### EXCERPT
==*==
Why an invasion of Greenland might cause the end of Canada

The Two-for-One Special: Greenland and Canada

Why an invasion of Greenland might cause the end of Canada
Photo by Annie Spratt / Unsplash

Until last week, the notion of the United States Marines storming the beaches of Nuuk seemed the stuff of bad Tom Clancy fan fiction.

Then came the Caracas raid.

The extraction of Nicolas Maduro by American special forces, an operation Washington hailed as a masterstroke against tyranny and everyone else decried as piracy, has recalibrated the global sense of the possible. If a sovereign head of state can be snatched from his palace in the tropics, a sparsely populated island in the Arctic hardly seems out of bounds.

Donald Trump has never made secret his desire to acquire Greenland. Having been rebuffed by Denmark during his first term, he now appears ready to dispense with the asking. The island is a treasure chest of dysprosium and neodymium, rare-earth elements essential for everything from iPhones to F-35s, and currently monopolized by China. It also sits atop the “GIUK gap”, the naval choke-point through which Russian submarines must pass to threaten the Atlantic if a war with the West were to ever occur.

But for military planners in Washington, the Greenland operation is about more than just rare earths. As the Arctic melts, new shipping lanes are opening that offer Russia and China unpoliced backdoors into the Western Hemisphere, exposing North America to strategic vulnerabilities. In this context, the push north is the act of an empire scrambling to maintain its grip on hegemony.
==*==
### JOB 1
For the Greenland article, decide whether each statement agrees with it, answering yes or no and quoting the deciding words: (a) China currently monopolizes dysprosium and neodymium. (b) Denmark agreed to sell Greenland during Trump's first term. (c) Russian submarines must pass through the GIUK gap to threaten the Pacific.
### JOB 2
Render this sentence from the Greenland article in Spanish: "Donald Trump has never made secret his desire to acquire Greenland."

### COLLECTED MATERIAL
==*==
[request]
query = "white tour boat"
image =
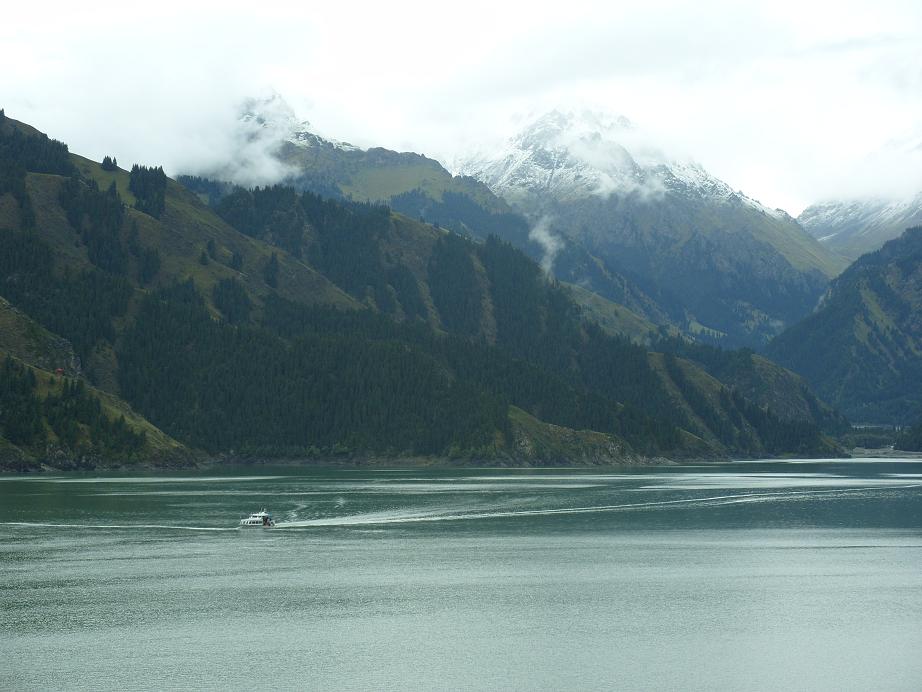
==*==
### CORRECT ANSWER 1
(a) Yes: "currently monopolized by China"
(b) No: "Having been rebuffed by Denmark during his first term"
(c) No: "the naval choke-point through which Russian submarines must pass to threaten the Atlantic"

### CORRECT ANSWER 2
Donald Trump nunca ha ocultado su deseo de adquirir Groenlandia.